Tasks to perform>
[a] List the key questions that the text on starting out in a salon recommends asking during a job interview.
[b] Continue the text on starting out in a salon after hair school, picking up after its final sentence.
━━━━━ Provided text
I travel to schools all of the time and get to talk with students.  It's a fun, scary, exciting time when you finally made it to be senior in hair school!  You look down at the youngins and think "I know so much more than them now." Oh is it just starting!  The hustle is now beginning!  I remember those days, even though it was 17 years ago.  It's kind of like if you got your real estate license but now you have to actually sell a house and they don't teach you how to sell anything, they just teach you the laws.

 

When you get in to a salon or barbershop, you'll be back at the bottom.  Learning how to shampoo, learning how to say hello and goodbye, learning how to sell yourself not just the products.  You learn a lot about yourself and even more so about other people.  

 

So how do you find that perfect fit?  I say it's like dating, keep looking!  Don't settle too quickly, ask lots of questions, and ask your friends and family their thoughts.  DO NOT start with "How many vacation days will I get?" or "What are the benefits?".  The key questions are, "How long will it take me to grow?" and "How do people receive new clients?" and "What is the mentorship program look like?" and "What are you like as a boss?" because you're interviewing them just the same.  

 

It goes both ways though!  Please be prepared, have some questions written down and definitely do your research on the place you're interviewing.  People above you like compliments as well, for example, "It looks like you're running a good business" or "This clientele would be a great fit for me."  You need to set yourself apart by being remembered and there is no easier way than giving an authentic compliment.
━━━━━━━━━━
━━━━━ Source material
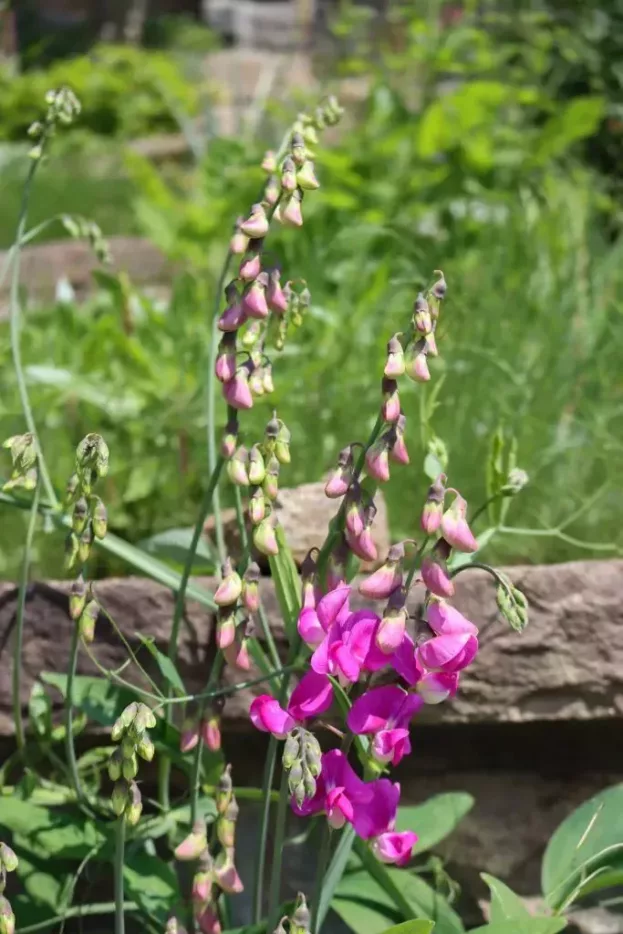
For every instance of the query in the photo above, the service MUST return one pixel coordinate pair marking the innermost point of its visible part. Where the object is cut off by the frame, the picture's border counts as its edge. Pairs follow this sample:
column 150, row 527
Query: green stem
column 69, row 711
column 280, row 830
column 79, row 911
column 164, row 765
column 19, row 627
column 15, row 322
column 323, row 859
column 119, row 860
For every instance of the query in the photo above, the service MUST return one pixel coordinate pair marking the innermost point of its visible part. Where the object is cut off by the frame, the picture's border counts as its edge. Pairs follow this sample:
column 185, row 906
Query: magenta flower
column 313, row 695
column 386, row 713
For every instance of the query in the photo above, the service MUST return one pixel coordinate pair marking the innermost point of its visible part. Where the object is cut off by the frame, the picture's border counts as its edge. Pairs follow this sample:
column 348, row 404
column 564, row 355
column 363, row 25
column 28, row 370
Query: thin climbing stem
column 19, row 624
column 119, row 860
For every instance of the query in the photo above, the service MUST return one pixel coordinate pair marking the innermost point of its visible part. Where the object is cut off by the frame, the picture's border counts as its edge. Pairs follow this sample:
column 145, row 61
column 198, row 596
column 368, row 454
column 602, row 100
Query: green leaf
column 523, row 926
column 174, row 544
column 287, row 585
column 151, row 883
column 167, row 669
column 435, row 819
column 505, row 904
column 411, row 927
column 590, row 839
column 98, row 698
column 45, row 832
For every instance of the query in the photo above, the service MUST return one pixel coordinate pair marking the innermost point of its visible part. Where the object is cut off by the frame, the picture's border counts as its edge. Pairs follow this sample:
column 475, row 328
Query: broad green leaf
column 287, row 585
column 435, row 819
column 98, row 698
column 412, row 927
column 46, row 832
column 591, row 838
column 505, row 904
column 174, row 544
column 523, row 926
column 167, row 669
column 151, row 883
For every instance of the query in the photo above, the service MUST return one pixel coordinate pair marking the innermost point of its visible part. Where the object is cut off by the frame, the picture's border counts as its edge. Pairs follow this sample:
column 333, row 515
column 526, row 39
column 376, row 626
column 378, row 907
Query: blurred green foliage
column 460, row 157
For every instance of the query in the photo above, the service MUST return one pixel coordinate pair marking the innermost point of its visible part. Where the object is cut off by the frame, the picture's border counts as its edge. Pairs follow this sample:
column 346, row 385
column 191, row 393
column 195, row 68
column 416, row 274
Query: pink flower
column 394, row 847
column 455, row 529
column 449, row 653
column 313, row 695
column 385, row 712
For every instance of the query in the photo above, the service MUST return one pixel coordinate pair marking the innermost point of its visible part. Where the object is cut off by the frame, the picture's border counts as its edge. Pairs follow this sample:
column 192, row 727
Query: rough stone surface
column 305, row 512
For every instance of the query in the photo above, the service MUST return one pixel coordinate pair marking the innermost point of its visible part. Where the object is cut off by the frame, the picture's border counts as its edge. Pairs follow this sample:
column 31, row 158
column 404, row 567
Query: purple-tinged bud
column 395, row 364
column 119, row 797
column 391, row 631
column 264, row 537
column 421, row 315
column 434, row 687
column 250, row 588
column 237, row 467
column 288, row 175
column 224, row 791
column 455, row 529
column 341, row 478
column 254, row 298
column 282, row 444
column 382, row 583
column 275, row 296
column 290, row 213
column 226, row 824
column 306, row 177
column 134, row 806
column 77, row 597
column 239, row 241
column 257, row 467
column 225, row 628
column 434, row 570
column 257, row 507
column 194, row 844
column 298, row 148
column 433, row 508
column 226, row 874
column 272, row 190
column 377, row 461
column 211, row 732
column 230, row 588
column 256, row 225
column 269, row 162
column 7, row 918
column 416, row 365
column 189, row 736
column 225, row 365
column 236, row 391
column 390, row 410
column 251, row 265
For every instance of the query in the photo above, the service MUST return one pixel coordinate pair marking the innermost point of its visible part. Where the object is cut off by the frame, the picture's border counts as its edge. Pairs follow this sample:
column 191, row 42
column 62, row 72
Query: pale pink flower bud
column 395, row 364
column 194, row 844
column 455, row 529
column 275, row 296
column 256, row 225
column 237, row 392
column 230, row 588
column 382, row 583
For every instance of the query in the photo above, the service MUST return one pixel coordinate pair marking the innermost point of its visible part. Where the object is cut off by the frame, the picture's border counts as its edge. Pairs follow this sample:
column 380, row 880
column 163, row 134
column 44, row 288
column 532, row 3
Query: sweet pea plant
column 364, row 654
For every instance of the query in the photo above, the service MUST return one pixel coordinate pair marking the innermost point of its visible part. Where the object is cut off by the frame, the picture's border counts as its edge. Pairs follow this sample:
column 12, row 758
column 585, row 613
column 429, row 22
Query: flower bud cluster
column 8, row 863
column 89, row 520
column 213, row 874
column 24, row 474
column 130, row 731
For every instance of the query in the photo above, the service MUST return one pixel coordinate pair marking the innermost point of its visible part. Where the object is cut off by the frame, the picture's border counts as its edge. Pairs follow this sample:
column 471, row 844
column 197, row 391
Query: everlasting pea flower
column 386, row 713
column 313, row 695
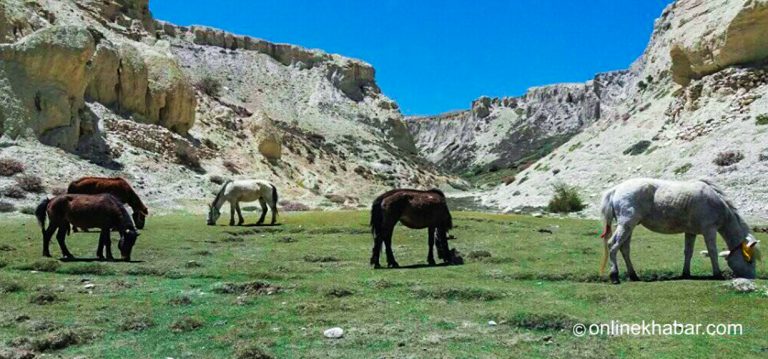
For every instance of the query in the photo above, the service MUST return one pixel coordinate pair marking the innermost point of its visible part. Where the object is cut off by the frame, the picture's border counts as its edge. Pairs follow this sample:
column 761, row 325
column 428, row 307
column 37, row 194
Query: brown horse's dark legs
column 231, row 214
column 47, row 234
column 430, row 255
column 391, row 263
column 60, row 236
column 105, row 244
column 442, row 245
column 240, row 219
column 377, row 241
column 263, row 204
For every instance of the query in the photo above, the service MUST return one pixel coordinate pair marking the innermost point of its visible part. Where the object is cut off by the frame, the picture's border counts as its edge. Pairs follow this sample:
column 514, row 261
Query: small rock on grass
column 334, row 333
column 741, row 285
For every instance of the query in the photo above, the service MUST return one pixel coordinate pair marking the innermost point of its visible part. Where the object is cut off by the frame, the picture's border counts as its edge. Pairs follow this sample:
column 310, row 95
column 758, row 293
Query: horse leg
column 47, row 234
column 263, row 204
column 100, row 247
column 60, row 236
column 690, row 240
column 625, row 253
column 108, row 243
column 430, row 256
column 441, row 241
column 231, row 213
column 388, row 231
column 623, row 232
column 710, row 239
column 240, row 219
column 376, row 252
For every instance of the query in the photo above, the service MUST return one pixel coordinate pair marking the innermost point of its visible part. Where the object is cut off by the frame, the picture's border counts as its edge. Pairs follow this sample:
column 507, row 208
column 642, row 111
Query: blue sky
column 437, row 56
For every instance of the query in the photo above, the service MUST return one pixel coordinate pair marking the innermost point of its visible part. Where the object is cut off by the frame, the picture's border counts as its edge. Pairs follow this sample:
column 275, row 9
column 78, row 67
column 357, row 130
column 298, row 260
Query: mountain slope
column 695, row 97
column 102, row 88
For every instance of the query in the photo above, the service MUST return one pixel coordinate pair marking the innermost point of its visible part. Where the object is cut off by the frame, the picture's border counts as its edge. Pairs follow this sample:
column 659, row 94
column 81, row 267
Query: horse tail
column 608, row 215
column 41, row 211
column 274, row 198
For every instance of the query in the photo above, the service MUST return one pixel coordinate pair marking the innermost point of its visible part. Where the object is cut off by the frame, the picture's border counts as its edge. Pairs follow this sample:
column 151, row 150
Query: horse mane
column 438, row 191
column 221, row 192
column 126, row 219
column 733, row 211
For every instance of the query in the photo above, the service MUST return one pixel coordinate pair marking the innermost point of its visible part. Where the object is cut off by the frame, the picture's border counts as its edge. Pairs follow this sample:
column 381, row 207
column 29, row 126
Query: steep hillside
column 693, row 105
column 102, row 88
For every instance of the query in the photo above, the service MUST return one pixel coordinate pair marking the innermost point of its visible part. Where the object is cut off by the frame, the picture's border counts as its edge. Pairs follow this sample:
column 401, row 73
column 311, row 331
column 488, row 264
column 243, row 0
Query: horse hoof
column 615, row 278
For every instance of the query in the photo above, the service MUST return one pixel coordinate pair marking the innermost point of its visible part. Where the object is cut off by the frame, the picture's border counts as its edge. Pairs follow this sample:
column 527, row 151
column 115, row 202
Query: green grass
column 266, row 294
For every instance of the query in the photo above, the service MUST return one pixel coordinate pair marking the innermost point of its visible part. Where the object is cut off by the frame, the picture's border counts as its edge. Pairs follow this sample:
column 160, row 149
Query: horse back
column 86, row 210
column 116, row 186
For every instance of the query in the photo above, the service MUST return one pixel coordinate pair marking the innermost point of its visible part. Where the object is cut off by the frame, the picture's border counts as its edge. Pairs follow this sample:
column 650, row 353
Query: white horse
column 238, row 191
column 670, row 207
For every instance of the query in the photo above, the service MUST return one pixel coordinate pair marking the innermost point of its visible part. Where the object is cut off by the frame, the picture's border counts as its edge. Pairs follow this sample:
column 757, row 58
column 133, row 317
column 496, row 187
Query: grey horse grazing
column 238, row 191
column 670, row 207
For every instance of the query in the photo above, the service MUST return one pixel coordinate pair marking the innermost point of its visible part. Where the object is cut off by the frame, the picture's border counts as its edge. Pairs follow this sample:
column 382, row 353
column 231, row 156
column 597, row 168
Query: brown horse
column 102, row 211
column 414, row 209
column 117, row 187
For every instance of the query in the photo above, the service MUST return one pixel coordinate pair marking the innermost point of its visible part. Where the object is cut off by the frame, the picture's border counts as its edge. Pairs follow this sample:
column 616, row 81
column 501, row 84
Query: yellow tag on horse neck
column 746, row 251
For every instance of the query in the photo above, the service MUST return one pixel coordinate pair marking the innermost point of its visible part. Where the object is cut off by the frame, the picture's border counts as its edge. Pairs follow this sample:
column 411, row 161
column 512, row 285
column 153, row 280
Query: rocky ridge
column 694, row 97
column 102, row 88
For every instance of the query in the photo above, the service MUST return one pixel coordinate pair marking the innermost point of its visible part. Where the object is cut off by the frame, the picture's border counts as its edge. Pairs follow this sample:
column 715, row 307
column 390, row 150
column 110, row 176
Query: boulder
column 738, row 39
column 268, row 138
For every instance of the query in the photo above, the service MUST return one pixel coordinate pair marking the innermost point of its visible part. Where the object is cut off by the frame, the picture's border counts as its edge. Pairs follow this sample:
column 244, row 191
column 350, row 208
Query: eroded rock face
column 500, row 132
column 50, row 70
column 353, row 77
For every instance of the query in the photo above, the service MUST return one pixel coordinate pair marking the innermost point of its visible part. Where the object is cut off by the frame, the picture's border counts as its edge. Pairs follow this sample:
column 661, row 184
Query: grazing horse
column 102, row 211
column 670, row 207
column 414, row 209
column 238, row 191
column 117, row 187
━━━━━━━━━━
Results for each task>
[a]
- "How long will it take me to grow?"
- "How do people receive new clients?"
- "What is the mentorship program look like?"
- "What are you like as a boss?"

[b]
The common question is, "Why did you go in to hair?", And the common answer is..."Because I loved doing my own" or "I loved doing my friends hair".  Obviously you liked hair but what will stand out is that you love serving people and your passionate about making them feel confident.  When you get good at hair someday, it will be like driving a car, thoughtless.  BUT what keeps you going in this business is creating long, lasting relationships with people.  THIS is what someone is looking for!  And this is what it takes!  

 

In a salon specifically, usually you'll get paid about minimum wage during training and also while you're building your clientele.  It can take anywhere from 3 months to a year to get paid at higher rates.  Just remember, you didn't go to college and you're getting paid to train which is a huge expense for a salon owner and takes years to recoup.  The longer you're "at the bottom" the more expensive your haircuts can be later typically.  For example, no training program like Cost Cutters will give you a higher pay up front but then you'll be stuck because you can't raise your prices.  If you're in a year training program, usually the prices are higher long term.  On that note, once someone has worked at a high turnover place like Great Clips or Cost Cutters, you will usually never get hired at a higher end salon because it's harder to retrain someone then to just train them in the first place.   For example, if you were a waitress at Perkins, you wouldn't get hired you at Ruth's Chris Steak House because it's very difficult to teach higher end service.  You're better off being a bar back at a steak house and then working your way up.  

 

This industry takes the love of people, understanding people and the discipline to learn a skill set.  It's a fabulous business but be patient.  :)

 

I hope this helps and please ask me anything!  I'm here to help.  Be your authentic self and shine.